Your instructions = Please transcribe all of the records precisely.

################

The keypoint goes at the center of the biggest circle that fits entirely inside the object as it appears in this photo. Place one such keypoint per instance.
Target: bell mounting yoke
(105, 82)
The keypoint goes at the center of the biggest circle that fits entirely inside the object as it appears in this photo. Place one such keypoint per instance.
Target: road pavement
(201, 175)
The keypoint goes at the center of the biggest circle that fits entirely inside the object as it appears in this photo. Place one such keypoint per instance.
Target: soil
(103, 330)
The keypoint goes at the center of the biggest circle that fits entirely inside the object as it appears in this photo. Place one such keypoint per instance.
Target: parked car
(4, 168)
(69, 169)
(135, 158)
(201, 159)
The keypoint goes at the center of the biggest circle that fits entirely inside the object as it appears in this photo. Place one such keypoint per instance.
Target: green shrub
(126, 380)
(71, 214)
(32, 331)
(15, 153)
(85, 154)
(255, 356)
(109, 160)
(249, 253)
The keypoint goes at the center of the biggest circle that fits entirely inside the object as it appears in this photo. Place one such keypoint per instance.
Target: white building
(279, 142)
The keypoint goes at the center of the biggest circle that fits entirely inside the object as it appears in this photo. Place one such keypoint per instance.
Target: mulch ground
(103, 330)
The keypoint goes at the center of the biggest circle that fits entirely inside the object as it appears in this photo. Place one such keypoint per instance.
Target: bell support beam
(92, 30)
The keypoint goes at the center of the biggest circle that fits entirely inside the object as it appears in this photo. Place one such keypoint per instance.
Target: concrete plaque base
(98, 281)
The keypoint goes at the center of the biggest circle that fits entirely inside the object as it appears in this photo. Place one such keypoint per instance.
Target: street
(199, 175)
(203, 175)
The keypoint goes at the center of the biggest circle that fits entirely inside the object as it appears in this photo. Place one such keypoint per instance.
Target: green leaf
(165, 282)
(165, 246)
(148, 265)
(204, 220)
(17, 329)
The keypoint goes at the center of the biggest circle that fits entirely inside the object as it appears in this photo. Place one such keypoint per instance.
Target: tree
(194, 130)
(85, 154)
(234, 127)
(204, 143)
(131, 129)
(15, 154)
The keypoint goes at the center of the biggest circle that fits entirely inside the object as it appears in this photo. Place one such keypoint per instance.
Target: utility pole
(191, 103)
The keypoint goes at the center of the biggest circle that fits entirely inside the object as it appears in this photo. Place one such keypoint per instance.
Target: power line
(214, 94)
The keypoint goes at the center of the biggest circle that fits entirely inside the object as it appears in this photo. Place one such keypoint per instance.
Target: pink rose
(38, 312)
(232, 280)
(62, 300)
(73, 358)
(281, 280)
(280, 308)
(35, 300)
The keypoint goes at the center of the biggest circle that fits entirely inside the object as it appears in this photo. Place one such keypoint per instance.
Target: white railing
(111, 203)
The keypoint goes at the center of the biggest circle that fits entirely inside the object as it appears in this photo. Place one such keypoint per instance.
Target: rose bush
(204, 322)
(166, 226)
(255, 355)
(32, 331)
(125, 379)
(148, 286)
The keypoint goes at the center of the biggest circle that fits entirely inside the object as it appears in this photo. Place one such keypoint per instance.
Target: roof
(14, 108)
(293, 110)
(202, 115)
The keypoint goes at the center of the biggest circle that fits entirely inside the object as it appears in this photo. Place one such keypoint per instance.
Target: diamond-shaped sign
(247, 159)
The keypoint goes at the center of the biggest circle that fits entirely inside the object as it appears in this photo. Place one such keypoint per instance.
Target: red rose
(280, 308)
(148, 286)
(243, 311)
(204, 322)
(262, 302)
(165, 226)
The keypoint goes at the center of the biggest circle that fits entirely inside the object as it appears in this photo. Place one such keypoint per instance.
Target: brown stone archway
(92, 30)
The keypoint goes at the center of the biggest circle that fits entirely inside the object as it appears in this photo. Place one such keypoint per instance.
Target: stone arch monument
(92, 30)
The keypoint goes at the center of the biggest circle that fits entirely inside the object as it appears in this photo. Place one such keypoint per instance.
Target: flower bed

################

Solution below =
The keypoint goes at the center of the biggest circle that fits entirely inside the object as it appears in this photo. Place one such keypoint per instance.
Target: bell mounting yoke
(105, 82)
The keypoint goes at the center of the biggest circle that fits entirely inside the object as it appears in this photo. Place one such keypoint per instance.
Target: road pavement
(201, 175)
The keypoint goes at the center of the biggest circle that fits entirely inside the object as it appears in this photo. Place one such keypoint per instance.
Target: soil
(103, 330)
The keypoint goes at the center of the biggest circle that fits entirely inside the object as it appears in this photo. Place one such keypoint per instance.
Target: parked car
(4, 168)
(69, 169)
(135, 158)
(201, 159)
The keypoint goes at the center of the biggest circle that fits entirely inside the object as it appears in this photo. Place one such keypoint per instance.
Target: green shrub
(126, 380)
(71, 214)
(32, 331)
(15, 153)
(85, 154)
(255, 356)
(109, 160)
(249, 253)
The keypoint goes at the center of the biggest circle that fits entirely inside the object as it appears in this photo. Place one such keypoint per instance.
Target: white building
(279, 142)
The keypoint goes at the center of the biggest circle that fits entirely inside the object as it appears in this photo. Place one such keypoint per instance.
Target: mulch ground
(103, 330)
The keypoint goes at the center of the biggest circle that fits entirely inside the object as it appears in this photo. Place one such keypoint per instance.
Target: bell support beam
(92, 30)
The keypoint goes at the center of the biggest circle that fits entirely inside the object as it appears in this photo. Place one such keypoint per instance.
Target: concrete plaque base
(98, 281)
The keypoint goes at the center of the biggest circle that fits entirely inside the object as it appears in this photo. Place one such keypoint per instance.
Target: street
(199, 175)
(203, 175)
The keypoint goes at the center of the biggest circle that fits entirely inside the object as it appears in this photo. Place one such keypoint per instance.
Target: green leaf
(165, 282)
(165, 246)
(148, 265)
(204, 220)
(17, 329)
The keypoint goes at the center of the biggest circle that fits entirely inside the object as it appears in this photo. Place one such keypoint per instance.
Target: tree
(194, 130)
(85, 154)
(234, 127)
(204, 143)
(131, 129)
(15, 154)
The keypoint goes at the center of the biggest circle that fits entirely inside the object as it appears in this photo. Place one such keypoint per instance.
Target: utility pole
(191, 103)
The keypoint goes at the center of the biggest circle that fits entirely inside the object as it appears in this photo. Place one such keypoint per instance.
Target: power line
(214, 94)
The keypoint goes at the center of the biggest circle that fits entirely inside the object as it appears in this photo. Place one such keypoint per instance.
Target: pink rose
(38, 312)
(232, 280)
(62, 300)
(73, 358)
(281, 280)
(280, 308)
(35, 300)
The keypoint goes at the center of the biggest circle that fits entirely inside the object as it appears in this photo. Place one such keypoint per instance.
Target: white railing
(111, 203)
The keypoint goes at the center of the biggest circle that fits entirely inside the object as it appears in this photo. Place one such keypoint per instance.
Target: rose bush
(204, 322)
(166, 226)
(255, 355)
(32, 331)
(125, 379)
(148, 286)
The keypoint goes at the center of the biggest circle that fits entirely inside the object as it appears in this photo. Place one such keypoint per instance.
Target: roof
(14, 108)
(293, 110)
(202, 115)
The keypoint goes at the center of the biggest circle that fits entirely inside the object as it appears in this photo. Place one such keypoint per instance.
Target: diamond-shaped sign
(247, 159)
The keypoint goes at the center of the biggest circle that fits entirely inside the object as it appears in this photo. Place one such keypoint per instance.
Target: red rose
(280, 308)
(148, 286)
(243, 311)
(204, 322)
(262, 302)
(165, 226)
The keypoint goes at the center of the biggest circle that fits entirely inside the object as it appears in this photo. Place one such keypoint per instance.
Target: brown stone archway
(92, 30)
The keypoint goes at the center of the biggest circle that fits entirely inside the object as it appears in this photo. Place one such keypoint per instance.
Target: stone arch monument
(92, 30)
The keypoint goes at the center of the biggest circle that fits entirely inside the object as it appears in this photo. Place one such keypoint per instance.
Target: flower bed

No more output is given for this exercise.